选段 —
■ ■ ■ ■

Step 2b: Derive Prompt from Blueprint

将蓝图中的信息转化为 prompt。好的 prompt 需要同时描述整体基调和段落间的动态变化。

Prompt construction formula:

[整体风格/BPM] + [人声描述 + 段落间变化] + [核心乐器] + [动态弧线描述] + [声场/制作特点]

Example (based on the 杭州 blueprint above):

A poetic and cinematic Chinese folk pop at 78 BPM, featuring a tender female vocal that transitions from intimate whispering in the verses to powerful soaring belting in the choruses with layered harmonies. The arrangement builds from a solo guzheng intro, gradually adding dizi (bamboo flute), pipa, and erhu through the verses, swelling to a full orchestral "wall of sound" with strings and percussion in the choruses, before retreating to a quiet guzheng outro. The production shifts from a dry, intimate space in the verses to a wide, reverberant arena soundscape in the choruses.

Key: The prompt explicitly describes what changes between sections — not just a flat list of attributes.

Step 2c: Write Lyrics with Section Directions

Write lyrics using annotated structure tags and parenthetical directions to reinforce the blueprint:

[Intro]
（古筝琶音，空灵悠远）

[Verse 1: 温柔低吟]
西湖 烟雨 朦胧了 谁的眼
断桥 残雪 化作 心头的暖

[Verse 2: 情感渐浓]
（笛声加入，轻柔的鼓点）
三潭 映月 点亮了 千年夜
灵隐 钟声 唤醒 梦中的蝶

[Pre Chorus: 情绪递进]
（弦乐渐强 / Rising strings）
这片土地 承载了 多少故事
每一寸 都是 我的根

[Chorus: 大气爆发]
（Full band kicks in / 全编制爆发）
杭州 我的杭州
你是 我心中 永远的歌
...

[Bridge: 回归平静]
（Music drops to piano and guzheng only / 仅剩钢琴与古筝）
闭上眼 你还在那里
...

[Chorus: 最终高潮]
（Maximum energy / 最高能量，加入合唱层）
杭州 我的杭州
...

[Outro: 渐弱收尾]
（古筝独奏，渐弱 / Guzheng solo, fading out）

Step 2d: Present Complete Draft

Combine all above into the final presentation:

📋 **生成方案**

**模式**：Standard Song

🎼 **歌曲蓝图**：
[the blueprint table]

**Prompt**：
[the full prompt — with dynamic arc description]

**歌词**：
[the full lyrics — with annotated tags and parenthetical directions]

**说明**：[1-2 sentences on creative choices]

---
请确认是否满意，或告诉我需要调整的地方（如某段落的情绪、乐器、歌词等）。

■ ■ ■ ■

原始材料 —
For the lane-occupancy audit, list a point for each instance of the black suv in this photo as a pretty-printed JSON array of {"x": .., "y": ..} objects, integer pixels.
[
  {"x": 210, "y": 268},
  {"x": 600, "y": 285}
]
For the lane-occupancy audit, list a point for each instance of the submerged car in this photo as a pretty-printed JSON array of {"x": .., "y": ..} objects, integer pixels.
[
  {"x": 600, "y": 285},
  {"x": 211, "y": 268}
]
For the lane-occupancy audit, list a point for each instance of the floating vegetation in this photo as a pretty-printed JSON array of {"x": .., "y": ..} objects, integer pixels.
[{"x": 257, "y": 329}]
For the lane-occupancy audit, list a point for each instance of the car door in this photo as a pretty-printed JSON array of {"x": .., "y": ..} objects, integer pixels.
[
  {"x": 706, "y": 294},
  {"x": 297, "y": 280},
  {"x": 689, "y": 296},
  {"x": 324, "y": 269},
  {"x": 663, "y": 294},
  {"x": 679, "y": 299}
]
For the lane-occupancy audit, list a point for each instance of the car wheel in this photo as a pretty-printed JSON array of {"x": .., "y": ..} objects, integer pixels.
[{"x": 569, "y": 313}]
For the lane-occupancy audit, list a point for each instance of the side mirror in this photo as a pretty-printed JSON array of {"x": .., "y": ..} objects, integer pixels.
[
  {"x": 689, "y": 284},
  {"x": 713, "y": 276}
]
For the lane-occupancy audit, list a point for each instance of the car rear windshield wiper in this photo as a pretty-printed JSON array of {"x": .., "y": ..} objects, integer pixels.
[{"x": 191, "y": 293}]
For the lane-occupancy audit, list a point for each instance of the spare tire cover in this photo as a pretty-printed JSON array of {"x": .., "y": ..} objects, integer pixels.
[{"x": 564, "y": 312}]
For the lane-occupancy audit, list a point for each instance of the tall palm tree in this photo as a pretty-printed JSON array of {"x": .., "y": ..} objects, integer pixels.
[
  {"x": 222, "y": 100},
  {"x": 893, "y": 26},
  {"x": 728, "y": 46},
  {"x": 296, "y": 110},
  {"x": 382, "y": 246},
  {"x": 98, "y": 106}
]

■ ■ ■ ■

练习任务 —
[1] 按选段的说法，构建 prompt 时为什么不能只是平铺地罗列一串属性？请用一到三句话说明。
[2] 请从选段的最后一句之后接着往下写。
完成作答不需要参考上述材料。

参考答案 —
[1] 因为好的 prompt 需要同时描述整体基调和段落之间的动态变化。所以 prompt 要明确写出各段落之间发生了哪些变化，而不只是平铺地列出一串属性。

[2]
Rules:

Always create the blueprint first, then derive prompt and lyrics from it
Prompt must describe section transitions, not just a flat style
Lyrics must use annotated structure tags (e.g., [Chorus: 大气爆发]) and parenthetical directions (e.g., （Full band kicks in）) to control each section's sound
Show the complete blueprint, prompt, and lyrics — never hide details
Wait for explicit user confirmation before proceeding to Step 3

Step 3: Generate Music

After user confirms (or after applying their revisions and getting re-confirmation):

Determine the output file name from context (e.g., ./audio/杭州之歌.mp3)
Run the generation command:

python scripts/generate_music.py \
  --lyrics "<final_lyrics>" \
  --prompt "<final_prompt>" \
  --output ./audio/<filename>.mp3

For instrumental mode, add --is-instrumental true and omit --lyrics. For auto-lyrics mode, add --lyrics-optimizer true and omit --lyrics.

Inform user that generation is in progress (API call may take 30-120 seconds)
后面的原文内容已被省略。